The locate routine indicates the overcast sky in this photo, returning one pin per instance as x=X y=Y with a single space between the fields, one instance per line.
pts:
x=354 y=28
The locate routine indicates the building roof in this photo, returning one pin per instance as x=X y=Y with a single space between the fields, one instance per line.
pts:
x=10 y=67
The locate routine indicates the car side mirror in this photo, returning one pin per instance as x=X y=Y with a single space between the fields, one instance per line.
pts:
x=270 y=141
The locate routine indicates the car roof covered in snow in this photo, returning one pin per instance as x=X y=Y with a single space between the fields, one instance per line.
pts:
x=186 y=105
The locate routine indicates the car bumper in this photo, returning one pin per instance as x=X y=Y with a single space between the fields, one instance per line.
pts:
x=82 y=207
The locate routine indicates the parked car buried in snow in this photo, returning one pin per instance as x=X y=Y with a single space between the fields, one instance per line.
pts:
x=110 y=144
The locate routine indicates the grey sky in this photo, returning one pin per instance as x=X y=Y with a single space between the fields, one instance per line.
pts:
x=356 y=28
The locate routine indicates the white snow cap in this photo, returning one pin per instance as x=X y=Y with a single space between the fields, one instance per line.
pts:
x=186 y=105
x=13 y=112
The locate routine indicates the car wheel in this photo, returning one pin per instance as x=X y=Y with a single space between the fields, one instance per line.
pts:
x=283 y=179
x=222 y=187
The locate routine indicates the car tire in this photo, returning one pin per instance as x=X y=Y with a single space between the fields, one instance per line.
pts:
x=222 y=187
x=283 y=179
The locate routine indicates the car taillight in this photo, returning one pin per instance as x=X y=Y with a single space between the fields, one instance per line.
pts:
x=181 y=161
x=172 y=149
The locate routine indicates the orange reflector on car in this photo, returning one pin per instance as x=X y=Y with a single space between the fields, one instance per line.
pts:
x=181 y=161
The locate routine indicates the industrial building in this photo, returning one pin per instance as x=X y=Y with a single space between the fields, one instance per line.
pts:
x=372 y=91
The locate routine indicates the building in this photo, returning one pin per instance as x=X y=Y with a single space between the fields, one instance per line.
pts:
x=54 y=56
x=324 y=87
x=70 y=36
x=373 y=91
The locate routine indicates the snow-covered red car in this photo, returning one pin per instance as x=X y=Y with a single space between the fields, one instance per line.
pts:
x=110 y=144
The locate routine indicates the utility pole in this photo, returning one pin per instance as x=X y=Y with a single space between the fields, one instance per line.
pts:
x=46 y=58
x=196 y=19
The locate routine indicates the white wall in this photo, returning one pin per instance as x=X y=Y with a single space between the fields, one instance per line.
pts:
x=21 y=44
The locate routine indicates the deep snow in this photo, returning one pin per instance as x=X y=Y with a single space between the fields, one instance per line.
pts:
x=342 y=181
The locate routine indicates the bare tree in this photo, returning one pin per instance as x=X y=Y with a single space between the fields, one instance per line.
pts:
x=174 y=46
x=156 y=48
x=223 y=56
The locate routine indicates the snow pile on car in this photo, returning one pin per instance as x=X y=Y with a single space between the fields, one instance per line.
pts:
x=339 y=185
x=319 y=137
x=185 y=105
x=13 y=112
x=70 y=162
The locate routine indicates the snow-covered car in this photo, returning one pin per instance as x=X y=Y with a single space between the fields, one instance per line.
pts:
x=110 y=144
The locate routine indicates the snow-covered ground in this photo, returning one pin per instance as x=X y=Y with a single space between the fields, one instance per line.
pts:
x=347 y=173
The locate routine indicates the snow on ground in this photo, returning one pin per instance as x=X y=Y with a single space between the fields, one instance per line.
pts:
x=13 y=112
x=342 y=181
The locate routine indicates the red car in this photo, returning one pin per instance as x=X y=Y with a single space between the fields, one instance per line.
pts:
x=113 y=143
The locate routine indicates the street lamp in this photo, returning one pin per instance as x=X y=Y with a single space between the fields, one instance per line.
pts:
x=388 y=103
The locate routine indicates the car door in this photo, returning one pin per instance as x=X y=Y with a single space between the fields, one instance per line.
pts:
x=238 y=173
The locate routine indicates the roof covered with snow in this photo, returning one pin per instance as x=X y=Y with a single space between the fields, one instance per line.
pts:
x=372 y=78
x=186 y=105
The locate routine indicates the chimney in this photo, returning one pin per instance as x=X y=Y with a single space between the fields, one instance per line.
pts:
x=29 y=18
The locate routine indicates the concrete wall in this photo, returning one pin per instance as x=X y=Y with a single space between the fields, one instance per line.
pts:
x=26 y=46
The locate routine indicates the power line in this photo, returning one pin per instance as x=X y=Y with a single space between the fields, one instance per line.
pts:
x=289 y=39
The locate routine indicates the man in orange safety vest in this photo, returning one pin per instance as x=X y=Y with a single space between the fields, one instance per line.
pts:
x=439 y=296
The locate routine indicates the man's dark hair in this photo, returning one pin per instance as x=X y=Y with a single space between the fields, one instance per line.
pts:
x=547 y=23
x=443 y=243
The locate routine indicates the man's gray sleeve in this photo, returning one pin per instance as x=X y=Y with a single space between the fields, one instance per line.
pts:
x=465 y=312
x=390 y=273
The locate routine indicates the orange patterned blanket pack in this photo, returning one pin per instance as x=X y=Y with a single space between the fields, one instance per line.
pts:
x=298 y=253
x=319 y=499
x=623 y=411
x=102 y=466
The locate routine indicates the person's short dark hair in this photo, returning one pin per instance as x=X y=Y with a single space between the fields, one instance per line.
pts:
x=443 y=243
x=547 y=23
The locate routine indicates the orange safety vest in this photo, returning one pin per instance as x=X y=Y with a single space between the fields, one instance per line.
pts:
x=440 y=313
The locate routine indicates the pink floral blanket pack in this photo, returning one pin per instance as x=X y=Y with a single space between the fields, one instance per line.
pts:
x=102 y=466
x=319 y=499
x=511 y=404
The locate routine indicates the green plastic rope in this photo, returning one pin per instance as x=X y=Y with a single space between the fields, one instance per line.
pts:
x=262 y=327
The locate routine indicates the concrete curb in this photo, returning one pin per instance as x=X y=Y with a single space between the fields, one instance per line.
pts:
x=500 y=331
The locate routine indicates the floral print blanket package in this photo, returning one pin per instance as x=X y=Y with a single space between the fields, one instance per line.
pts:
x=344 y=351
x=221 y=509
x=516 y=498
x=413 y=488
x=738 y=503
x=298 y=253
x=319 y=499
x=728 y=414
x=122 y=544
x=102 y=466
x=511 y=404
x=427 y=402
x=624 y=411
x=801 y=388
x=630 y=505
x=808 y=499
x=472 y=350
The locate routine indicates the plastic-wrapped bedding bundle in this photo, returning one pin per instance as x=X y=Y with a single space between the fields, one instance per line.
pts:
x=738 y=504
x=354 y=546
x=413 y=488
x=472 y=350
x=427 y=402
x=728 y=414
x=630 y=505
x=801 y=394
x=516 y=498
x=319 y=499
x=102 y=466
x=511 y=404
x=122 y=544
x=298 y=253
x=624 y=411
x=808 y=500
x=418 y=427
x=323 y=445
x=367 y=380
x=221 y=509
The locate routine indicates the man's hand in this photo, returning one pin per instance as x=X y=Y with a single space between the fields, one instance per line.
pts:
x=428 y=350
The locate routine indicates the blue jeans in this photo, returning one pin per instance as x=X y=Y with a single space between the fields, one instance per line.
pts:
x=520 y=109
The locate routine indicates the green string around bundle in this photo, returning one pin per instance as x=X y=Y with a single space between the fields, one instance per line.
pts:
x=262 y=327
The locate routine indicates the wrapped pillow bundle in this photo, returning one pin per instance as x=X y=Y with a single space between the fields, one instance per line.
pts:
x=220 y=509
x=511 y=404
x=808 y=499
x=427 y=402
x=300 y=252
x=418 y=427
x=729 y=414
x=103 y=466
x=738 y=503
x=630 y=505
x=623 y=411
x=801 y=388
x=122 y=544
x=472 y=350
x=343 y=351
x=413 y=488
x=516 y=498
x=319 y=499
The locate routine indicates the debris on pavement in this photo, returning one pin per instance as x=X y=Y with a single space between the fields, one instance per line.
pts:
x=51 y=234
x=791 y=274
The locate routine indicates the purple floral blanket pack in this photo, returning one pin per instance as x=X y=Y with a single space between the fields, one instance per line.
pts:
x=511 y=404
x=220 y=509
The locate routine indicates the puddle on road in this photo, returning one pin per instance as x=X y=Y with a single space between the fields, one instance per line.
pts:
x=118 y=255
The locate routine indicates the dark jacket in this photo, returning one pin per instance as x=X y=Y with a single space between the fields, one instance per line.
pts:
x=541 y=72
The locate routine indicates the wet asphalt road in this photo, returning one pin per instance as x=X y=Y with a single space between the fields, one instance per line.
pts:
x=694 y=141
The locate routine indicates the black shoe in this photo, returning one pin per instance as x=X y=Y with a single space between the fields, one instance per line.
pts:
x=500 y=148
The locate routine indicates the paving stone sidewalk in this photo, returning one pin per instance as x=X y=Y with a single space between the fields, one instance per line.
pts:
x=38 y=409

The problem:
Every line above that has the string "floral" needs to be copied.

The answer:
The locate routine indicates the pink floral blanket pack in this photo, returning one pin per instance as x=X y=Y with a single space between the fields, one instance per line.
The locate routine indicates the floral print blanket package in this photo, returning one pin per instance as x=X y=Y with a single space between the fields, one instance per line.
The locate routine indicates the purple floral blanket pack in this photo, returning one pin per instance as x=X y=Y with a single space between the fields, one instance per line.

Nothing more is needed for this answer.